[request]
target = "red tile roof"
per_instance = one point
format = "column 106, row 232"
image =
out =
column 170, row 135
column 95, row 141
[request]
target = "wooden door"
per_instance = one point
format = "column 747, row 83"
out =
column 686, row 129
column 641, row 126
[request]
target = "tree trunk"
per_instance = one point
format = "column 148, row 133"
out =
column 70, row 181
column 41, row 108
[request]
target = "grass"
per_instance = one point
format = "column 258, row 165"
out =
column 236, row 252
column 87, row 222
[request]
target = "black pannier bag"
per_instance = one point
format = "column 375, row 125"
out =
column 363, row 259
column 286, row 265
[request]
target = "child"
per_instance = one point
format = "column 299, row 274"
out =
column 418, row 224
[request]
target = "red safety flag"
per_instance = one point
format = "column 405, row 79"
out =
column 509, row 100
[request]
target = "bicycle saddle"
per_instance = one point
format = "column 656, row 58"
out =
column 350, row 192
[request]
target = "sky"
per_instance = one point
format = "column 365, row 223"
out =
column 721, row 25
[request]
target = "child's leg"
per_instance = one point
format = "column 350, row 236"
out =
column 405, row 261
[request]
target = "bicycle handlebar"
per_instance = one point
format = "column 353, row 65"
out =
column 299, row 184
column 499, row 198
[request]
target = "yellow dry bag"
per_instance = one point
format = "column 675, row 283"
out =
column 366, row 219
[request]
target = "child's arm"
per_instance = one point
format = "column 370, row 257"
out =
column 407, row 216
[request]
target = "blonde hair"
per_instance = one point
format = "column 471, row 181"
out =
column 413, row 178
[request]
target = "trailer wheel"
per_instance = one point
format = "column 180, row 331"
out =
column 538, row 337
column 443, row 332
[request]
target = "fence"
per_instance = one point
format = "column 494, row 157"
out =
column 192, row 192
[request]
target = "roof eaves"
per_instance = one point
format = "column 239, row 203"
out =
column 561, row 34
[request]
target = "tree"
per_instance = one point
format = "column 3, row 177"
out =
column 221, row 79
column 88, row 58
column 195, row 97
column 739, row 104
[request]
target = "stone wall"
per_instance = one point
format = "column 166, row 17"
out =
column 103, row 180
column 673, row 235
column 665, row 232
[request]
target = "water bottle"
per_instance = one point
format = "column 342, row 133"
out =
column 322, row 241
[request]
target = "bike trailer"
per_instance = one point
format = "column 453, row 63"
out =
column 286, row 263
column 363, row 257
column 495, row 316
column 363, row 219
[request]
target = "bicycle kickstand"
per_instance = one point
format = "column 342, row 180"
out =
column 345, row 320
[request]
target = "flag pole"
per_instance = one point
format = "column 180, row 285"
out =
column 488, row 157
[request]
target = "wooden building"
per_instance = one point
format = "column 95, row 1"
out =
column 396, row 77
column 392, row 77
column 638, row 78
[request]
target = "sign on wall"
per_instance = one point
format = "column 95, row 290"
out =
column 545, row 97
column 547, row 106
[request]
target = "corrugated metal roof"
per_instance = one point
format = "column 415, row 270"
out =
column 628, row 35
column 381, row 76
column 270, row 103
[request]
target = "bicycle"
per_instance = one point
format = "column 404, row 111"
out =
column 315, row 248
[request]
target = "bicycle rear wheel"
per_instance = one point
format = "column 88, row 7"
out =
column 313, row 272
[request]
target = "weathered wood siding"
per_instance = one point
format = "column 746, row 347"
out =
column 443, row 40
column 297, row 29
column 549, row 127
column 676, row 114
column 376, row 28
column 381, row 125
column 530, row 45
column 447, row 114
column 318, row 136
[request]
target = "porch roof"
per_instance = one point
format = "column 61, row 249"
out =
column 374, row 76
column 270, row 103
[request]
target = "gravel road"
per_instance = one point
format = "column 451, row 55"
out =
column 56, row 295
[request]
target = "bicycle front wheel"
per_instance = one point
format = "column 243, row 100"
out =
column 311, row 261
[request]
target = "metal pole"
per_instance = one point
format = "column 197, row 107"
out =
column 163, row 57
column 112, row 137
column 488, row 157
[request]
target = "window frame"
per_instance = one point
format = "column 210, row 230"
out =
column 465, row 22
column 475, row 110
----------------
## WHAT THE TASK REQUIRES
Lay out as a numbered list the lines from the start of the listing through the line holding "column 641, row 126", inclusive, leaving out any blank lines.

## RESPONSE TO THE EXERCISE
1. [request]
2. target = "red tile roof"
3. per_instance = one point
4. format = "column 106, row 232"
5. image =
6. out =
7. column 170, row 135
8. column 95, row 141
9. [request]
10. target = "wooden door"
11. per_instance = one point
12. format = "column 747, row 83"
13. out =
14. column 686, row 129
15. column 641, row 126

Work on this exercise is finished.